Excerpts from point annotation data
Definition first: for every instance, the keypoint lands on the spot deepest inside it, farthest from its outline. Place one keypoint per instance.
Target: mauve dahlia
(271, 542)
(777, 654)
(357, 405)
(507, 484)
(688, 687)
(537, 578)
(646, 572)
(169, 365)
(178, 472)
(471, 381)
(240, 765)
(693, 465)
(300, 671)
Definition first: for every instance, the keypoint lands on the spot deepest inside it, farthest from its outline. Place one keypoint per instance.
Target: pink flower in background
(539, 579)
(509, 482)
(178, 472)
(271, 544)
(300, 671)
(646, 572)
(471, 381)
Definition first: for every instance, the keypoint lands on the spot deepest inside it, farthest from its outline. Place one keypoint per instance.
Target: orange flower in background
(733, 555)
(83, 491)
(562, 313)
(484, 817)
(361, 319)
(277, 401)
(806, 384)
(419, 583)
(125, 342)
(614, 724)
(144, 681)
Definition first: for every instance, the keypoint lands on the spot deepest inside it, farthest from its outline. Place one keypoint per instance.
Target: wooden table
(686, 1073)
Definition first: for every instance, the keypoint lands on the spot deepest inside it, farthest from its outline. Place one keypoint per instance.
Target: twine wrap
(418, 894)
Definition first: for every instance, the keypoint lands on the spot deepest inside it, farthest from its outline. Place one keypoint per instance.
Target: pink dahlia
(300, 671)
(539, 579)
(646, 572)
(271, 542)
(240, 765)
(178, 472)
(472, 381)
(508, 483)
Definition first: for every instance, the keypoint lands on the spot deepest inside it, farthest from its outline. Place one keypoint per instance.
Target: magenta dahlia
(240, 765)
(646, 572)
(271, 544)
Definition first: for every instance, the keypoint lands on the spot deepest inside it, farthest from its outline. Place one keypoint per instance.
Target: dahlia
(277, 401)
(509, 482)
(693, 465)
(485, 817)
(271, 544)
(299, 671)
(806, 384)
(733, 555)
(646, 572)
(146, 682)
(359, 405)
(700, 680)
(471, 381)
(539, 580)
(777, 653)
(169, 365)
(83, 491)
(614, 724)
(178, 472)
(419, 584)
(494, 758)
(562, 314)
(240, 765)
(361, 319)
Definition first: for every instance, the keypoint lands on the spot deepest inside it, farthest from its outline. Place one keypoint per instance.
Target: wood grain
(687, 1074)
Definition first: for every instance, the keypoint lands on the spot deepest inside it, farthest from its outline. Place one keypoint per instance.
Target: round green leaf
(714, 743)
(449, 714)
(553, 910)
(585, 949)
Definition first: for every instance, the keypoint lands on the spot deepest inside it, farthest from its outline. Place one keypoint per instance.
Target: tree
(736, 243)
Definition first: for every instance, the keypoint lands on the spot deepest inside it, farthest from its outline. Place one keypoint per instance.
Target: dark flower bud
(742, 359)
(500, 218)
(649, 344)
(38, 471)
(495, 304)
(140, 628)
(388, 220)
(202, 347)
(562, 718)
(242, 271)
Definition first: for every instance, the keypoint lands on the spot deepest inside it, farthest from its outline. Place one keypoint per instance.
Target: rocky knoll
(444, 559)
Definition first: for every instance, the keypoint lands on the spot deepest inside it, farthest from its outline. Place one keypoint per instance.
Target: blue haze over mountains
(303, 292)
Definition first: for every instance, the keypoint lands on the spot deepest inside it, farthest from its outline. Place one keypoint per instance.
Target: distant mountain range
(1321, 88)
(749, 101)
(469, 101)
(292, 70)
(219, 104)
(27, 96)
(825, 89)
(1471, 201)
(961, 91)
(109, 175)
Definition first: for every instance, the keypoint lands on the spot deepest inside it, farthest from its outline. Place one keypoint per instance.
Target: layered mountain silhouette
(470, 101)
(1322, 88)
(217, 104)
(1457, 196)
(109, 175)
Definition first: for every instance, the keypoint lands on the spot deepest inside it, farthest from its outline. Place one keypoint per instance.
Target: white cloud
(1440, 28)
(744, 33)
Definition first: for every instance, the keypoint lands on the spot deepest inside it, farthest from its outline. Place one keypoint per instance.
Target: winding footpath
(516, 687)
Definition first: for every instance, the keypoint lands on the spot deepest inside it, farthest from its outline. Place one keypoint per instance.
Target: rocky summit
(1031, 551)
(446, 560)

§ **WORK INSTRUCTIONS**
Reproduce the material exactly, with every line intact.

§ **RESPONSE**
Definition first: for every instance, the keypoint lands on the spot deepest inside it, farthest from its outline. Place one keypoint per instance.
Target: mauve dahlia
(271, 542)
(777, 654)
(357, 405)
(507, 484)
(688, 687)
(537, 578)
(646, 572)
(169, 365)
(178, 472)
(471, 381)
(240, 765)
(693, 465)
(300, 671)
Definition first: for every instance, the keypoint lands on the spot deepest inside it, farthest from its outline. Place one keypoint per instance.
Target: pink flower in background
(539, 579)
(509, 482)
(178, 472)
(271, 544)
(300, 671)
(646, 572)
(471, 381)
Definition first: for every instance, the keypoint lands on the spot deepest inside it, farthest from its outline. Place one keypoint per instance.
Target: orange flower in background
(733, 555)
(83, 491)
(562, 313)
(484, 817)
(361, 319)
(277, 401)
(806, 384)
(419, 583)
(125, 342)
(614, 724)
(144, 681)
Definition first: for every instance, the keypoint lands on the spot deepest inside it, farthest from its outline. Place one keypoint per instance.
Target: wooden table
(686, 1073)
Definition first: for every instance, the keypoint lands on the spot deepest inside it, farthest from its outline. Place one keypoint per instance.
Target: twine wrap
(418, 894)
Definition first: for every instance, the keypoint lands on the spot deepest inside it, farthest from its outline. Place one keypoint per instance.
Target: pink dahlia
(300, 671)
(539, 579)
(646, 572)
(271, 542)
(240, 765)
(178, 472)
(472, 381)
(508, 483)
Definition first: for every instance, the keypoint lands on the spot deepest inside it, farthest from its outline. Place one keypoint per instance.
Target: magenta dahlia
(240, 765)
(646, 572)
(271, 544)
Definition first: for every instance, the keypoint lands on the spot deepest inside it, farthest from its outline. Place one keypoint per instance.
Target: dahlia
(277, 401)
(509, 482)
(693, 465)
(485, 817)
(271, 544)
(299, 671)
(806, 384)
(733, 555)
(646, 572)
(146, 682)
(359, 405)
(700, 680)
(471, 381)
(539, 580)
(777, 653)
(169, 365)
(83, 491)
(614, 724)
(178, 472)
(419, 584)
(494, 758)
(562, 314)
(240, 765)
(361, 319)
Definition first: for every instance, the keypoint lands on the spot deepest inside it, farthest from its outline. Place one keypoint per instance.
Target: wood grain
(687, 1074)
Definition first: for every instance, the keypoint lands on the spot deepest inside it, farthest from its outline. Place one keypoint per instance.
Target: round green leaf
(714, 743)
(449, 714)
(553, 910)
(585, 949)
Definition first: for every instance, the keypoint lands on the spot deepest inside it, farthest from its outline. Place one keypoint per instance.
Target: tree
(736, 243)
Definition first: for every instance, the keypoint lands on the spot deepest inside it, farthest from its outline. Place one keypoint per instance.
Target: dark flower bud
(742, 359)
(500, 218)
(649, 344)
(38, 471)
(495, 304)
(140, 628)
(388, 220)
(202, 347)
(562, 718)
(242, 271)
Definition first: for every instance, the keypoint lands on the spot deepest inside it, farthest from its outline. Place one keypoint per instance.
Target: rocky knoll
(444, 559)
Definition first: for every instance, the keypoint lands on the spot deepest inside it, farthest from its outline. Place one keypoint per instance.
Target: blue haze over mountains
(303, 292)
Definition first: for every instance, the keypoint lands on the spot deepest inside it, farthest from its outline. Place one keypoint per instance.
Target: distant mountain range
(1321, 88)
(749, 101)
(469, 101)
(292, 70)
(219, 104)
(27, 96)
(825, 89)
(1471, 201)
(961, 91)
(109, 175)
Definition first: for every instance, the keypoint lands on the spot deepest inside it, farthest from its outline. Place one keypoint per instance.
Target: layered mountain silhouette
(470, 101)
(1322, 88)
(217, 104)
(1457, 196)
(109, 175)
Definition first: for every instance, the keypoint lands on the spot deepest inside it, farthest from its outline. Place one keypoint per instance.
Target: white cloud
(1440, 28)
(744, 33)
Definition first: for every instance, the keypoint lands on the spot deepest inside it, farthest from its outline. Place one keypoint per instance.
Target: winding footpath
(516, 687)
Definition first: for every instance, the keypoint lands on the spot deepest inside it, farthest from its outline. Place one keypoint per instance.
Target: rocky summit
(1031, 551)
(446, 560)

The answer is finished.